__TEKS YANG DIBERIKAN__:
□ □ □ □ □

Pada 2024, alokasi subsidi BBM Indonesia mencapai Rp350 triliun, dana yang bisa dialihkan ke sektor produktif jika defisit ingin dikendalikan.


Implikasi Kebijakan

Pertama, reformasi akuntansi dan transparansi. Kementerian Keuangan perlu memperkuat kapasitas SDM dan sistem IT untuk transisi ini. Pelatihan akuntansi sektor publik harus menjadi prioritas. Portal data harus terbuka dengan membuat platform digital yang memetakan nilai aset pemerintah secara real-time, mirip dengan sistem land registry di Singapura.

□ □ □ □ □

__LATIHAN__: Cetak ulang seluruh teks tentang subsidi BBM dan reformasi akuntansi di atas tanpa mengubah satu kata pun. Baris-baris di bawah ini tidak diperlukan.

__DATA SUMBER__:

□ □ □ □ □

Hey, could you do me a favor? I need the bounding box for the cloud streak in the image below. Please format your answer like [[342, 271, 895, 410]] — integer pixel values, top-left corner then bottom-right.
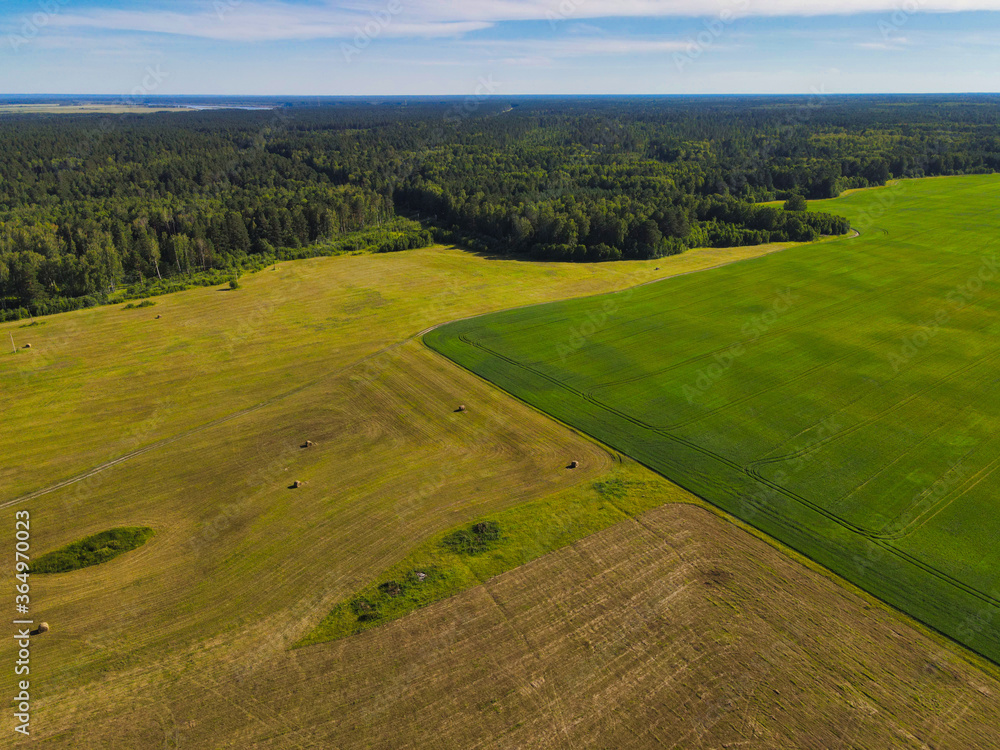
[[33, 0, 1000, 42]]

□ □ □ □ □

__JAWABAN LATIHAN__:
Pada 2024, alokasi subsidi BBM Indonesia mencapai Rp350 triliun, dana yang bisa dialihkan ke sektor produktif jika defisit ingin dikendalikan.


Implikasi Kebijakan

Pertama, reformasi akuntansi dan transparansi. Kementerian Keuangan perlu memperkuat kapasitas SDM dan sistem IT untuk transisi ini. Pelatihan akuntansi sektor publik harus menjadi prioritas. Portal data harus terbuka dengan membuat platform digital yang memetakan nilai aset pemerintah secara real-time, mirip dengan sistem land registry di Singapura.